[Your assignment]
Could you transcribe every record below exactly as it stands?

[Exercise data]
Segment Open

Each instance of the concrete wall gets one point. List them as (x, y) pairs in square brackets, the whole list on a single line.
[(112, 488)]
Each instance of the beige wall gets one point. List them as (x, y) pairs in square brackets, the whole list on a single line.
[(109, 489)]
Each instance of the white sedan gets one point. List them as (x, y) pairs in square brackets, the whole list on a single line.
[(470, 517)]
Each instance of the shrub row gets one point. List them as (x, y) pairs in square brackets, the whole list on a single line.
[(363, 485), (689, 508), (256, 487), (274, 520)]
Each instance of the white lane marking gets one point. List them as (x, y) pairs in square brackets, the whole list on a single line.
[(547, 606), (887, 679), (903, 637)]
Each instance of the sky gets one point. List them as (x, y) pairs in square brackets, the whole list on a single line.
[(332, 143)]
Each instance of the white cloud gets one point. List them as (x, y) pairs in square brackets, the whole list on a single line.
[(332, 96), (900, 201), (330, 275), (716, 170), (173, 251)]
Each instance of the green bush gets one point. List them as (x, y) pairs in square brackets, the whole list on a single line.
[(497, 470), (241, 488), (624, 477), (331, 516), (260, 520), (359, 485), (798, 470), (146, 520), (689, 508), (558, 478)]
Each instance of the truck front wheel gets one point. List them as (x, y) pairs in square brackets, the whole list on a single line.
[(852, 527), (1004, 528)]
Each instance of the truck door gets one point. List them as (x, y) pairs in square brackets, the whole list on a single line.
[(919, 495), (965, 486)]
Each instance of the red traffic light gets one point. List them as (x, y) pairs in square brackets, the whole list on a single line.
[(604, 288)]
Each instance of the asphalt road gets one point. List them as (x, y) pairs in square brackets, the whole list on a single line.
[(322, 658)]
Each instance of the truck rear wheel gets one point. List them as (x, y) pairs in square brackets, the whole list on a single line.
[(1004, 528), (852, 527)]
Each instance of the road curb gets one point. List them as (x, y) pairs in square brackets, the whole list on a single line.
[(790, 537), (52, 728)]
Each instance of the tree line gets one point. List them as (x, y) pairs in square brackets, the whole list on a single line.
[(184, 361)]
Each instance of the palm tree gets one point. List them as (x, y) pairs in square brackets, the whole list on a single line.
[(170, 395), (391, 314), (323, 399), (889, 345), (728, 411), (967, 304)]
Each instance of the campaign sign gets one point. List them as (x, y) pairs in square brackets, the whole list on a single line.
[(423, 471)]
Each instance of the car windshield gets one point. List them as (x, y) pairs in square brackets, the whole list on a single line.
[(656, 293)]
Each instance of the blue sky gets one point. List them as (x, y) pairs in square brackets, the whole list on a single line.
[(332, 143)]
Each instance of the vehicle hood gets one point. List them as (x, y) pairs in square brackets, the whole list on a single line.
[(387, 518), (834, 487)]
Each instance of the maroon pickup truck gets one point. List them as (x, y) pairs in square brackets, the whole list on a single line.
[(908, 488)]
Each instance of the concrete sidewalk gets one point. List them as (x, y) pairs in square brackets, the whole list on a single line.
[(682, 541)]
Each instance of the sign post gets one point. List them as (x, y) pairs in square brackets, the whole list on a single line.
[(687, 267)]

Segment Closed

[Expected answer]
Each instance of the concrete wall gets one point. List them as (x, y) pairs in square brackets, the whole list on a single line.
[(112, 488)]
Each instance of the beige wall gets one point. List them as (x, y) pairs in square brackets, the whole list on a single line.
[(109, 489)]
Each instance of the white sedan gets one point. List them as (x, y) pairs in square brackets, the whole list on a single line.
[(470, 517)]
Each instance of the shrub row gets one point. List them as (x, y) pairs in square brackets, the whole list on a single line.
[(363, 485), (689, 508), (256, 487), (274, 520)]
Each instance of the white lane marking gets one point. List them as (x, y) pairs in square brackets, the whole list on a single line.
[(547, 606), (887, 679), (903, 637)]
Each instance of the sky gets one point. List them as (x, y) pairs in square brackets, the whole list on a single line.
[(332, 143)]
Each instance of the white cloud gets one point. List them as (x, y) pairs in square brackets, the whole list on a single line.
[(332, 96), (900, 201), (330, 275), (716, 170), (173, 251)]
Each instance of the green bush gets one point. List them as (x, y) pairs in square brackets, the whole list on a single line.
[(497, 470), (241, 488), (624, 477), (331, 516), (260, 520), (359, 485), (798, 470), (146, 520), (689, 508), (558, 478)]
Each instance of the truck front wheel gets one point. List them as (x, y) pairs in square brackets, the whole list on a single line.
[(852, 527), (1004, 528)]
Each instance of the truck door gets one point. List them as (x, y) pairs in square brackets, the whole list on a single line.
[(919, 495), (965, 486)]
Each instance of the red traffic light gets one point. List them as (x, y) pairs in square brackets, the whole list on a single line.
[(604, 288)]
Each instance of the asphalt road gets one point. List them as (x, y) pairs in square brackets, the whole list on a single line.
[(322, 658)]
Each instance of the truck rear wheel gets one point. List them as (x, y) pairs in square brackets, the whole list on a single line.
[(1004, 528), (852, 527)]
Each instance of the road curb gets one point. List them as (x, y) pairs in square brackets, the whole list on a single line.
[(790, 537), (52, 728)]
Each instance of the tree line gets one point. List them as (x, y) pairs in square brackets, the whole list on a single line.
[(184, 361)]
Each instance of the palm tree gets one point. List them as (x, y) pairs in square brackets, the whole list on a single line.
[(170, 395), (391, 314), (323, 399), (889, 345), (728, 411), (967, 304)]
Each instance of the campaign sign gets one point. List them as (x, y) pairs in square brackets, the whole list on a single line.
[(423, 471)]
Each instance of the car windshield gets one point. List them as (x, y) pairs in square brackets, the whole list on a single line.
[(656, 293)]
Each instance of the blue sky gets one point. List them as (x, y) pairs in square brackets, the whole list on a single line.
[(332, 143)]
Each instance of the vehicle hood gets one point. List them as (x, y) pairs in square brackets, the whole list on a single line.
[(387, 518), (834, 487)]
Each instance of the maroon pickup truck gets one point. List them as (x, y) pairs in square brackets, the whole list on a single line.
[(908, 488)]
Each instance of the concrete sidewalk gets one point. List them as (x, y) pairs in square brackets, the whole list on a single line.
[(682, 541)]
Each instance of the sign post gets one point. List them as (x, y) pairs in square brackets, the whole list on a single line.
[(687, 267)]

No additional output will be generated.